-- Begin Input records --

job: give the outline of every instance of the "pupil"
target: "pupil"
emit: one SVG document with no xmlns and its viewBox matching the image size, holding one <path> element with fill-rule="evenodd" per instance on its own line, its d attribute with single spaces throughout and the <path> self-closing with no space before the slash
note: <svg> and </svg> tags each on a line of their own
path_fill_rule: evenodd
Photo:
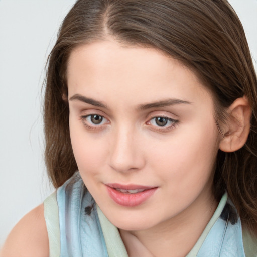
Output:
<svg viewBox="0 0 257 257">
<path fill-rule="evenodd" d="M 167 118 L 163 117 L 158 117 L 155 118 L 155 122 L 158 126 L 164 126 L 167 123 L 168 120 Z"/>
<path fill-rule="evenodd" d="M 91 121 L 94 124 L 99 124 L 102 121 L 102 117 L 99 115 L 92 115 L 91 116 Z"/>
</svg>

-- End Input records --

Given task:
Could you rewrite all of the material with "pupil" replaced by "eye" and everything else unchanged? Leave the pictures out of your answer.

Answer below:
job: give the outline of every instance of the "eye"
target: "eye"
emit: one SVG document with no xmlns and its viewBox matching the image size, holding one <path> element with fill-rule="evenodd" per instance on its own line, its d attribute with single spaces throughout and the <path> self-closing with no space before the slash
note: <svg> and </svg> tags each on a line of their own
path_fill_rule: evenodd
Photo:
Output:
<svg viewBox="0 0 257 257">
<path fill-rule="evenodd" d="M 167 118 L 163 117 L 158 117 L 155 118 L 155 122 L 158 126 L 164 126 L 167 123 L 168 120 Z"/>
<path fill-rule="evenodd" d="M 91 121 L 94 124 L 99 124 L 102 121 L 102 117 L 99 115 L 92 115 L 91 116 Z"/>
</svg>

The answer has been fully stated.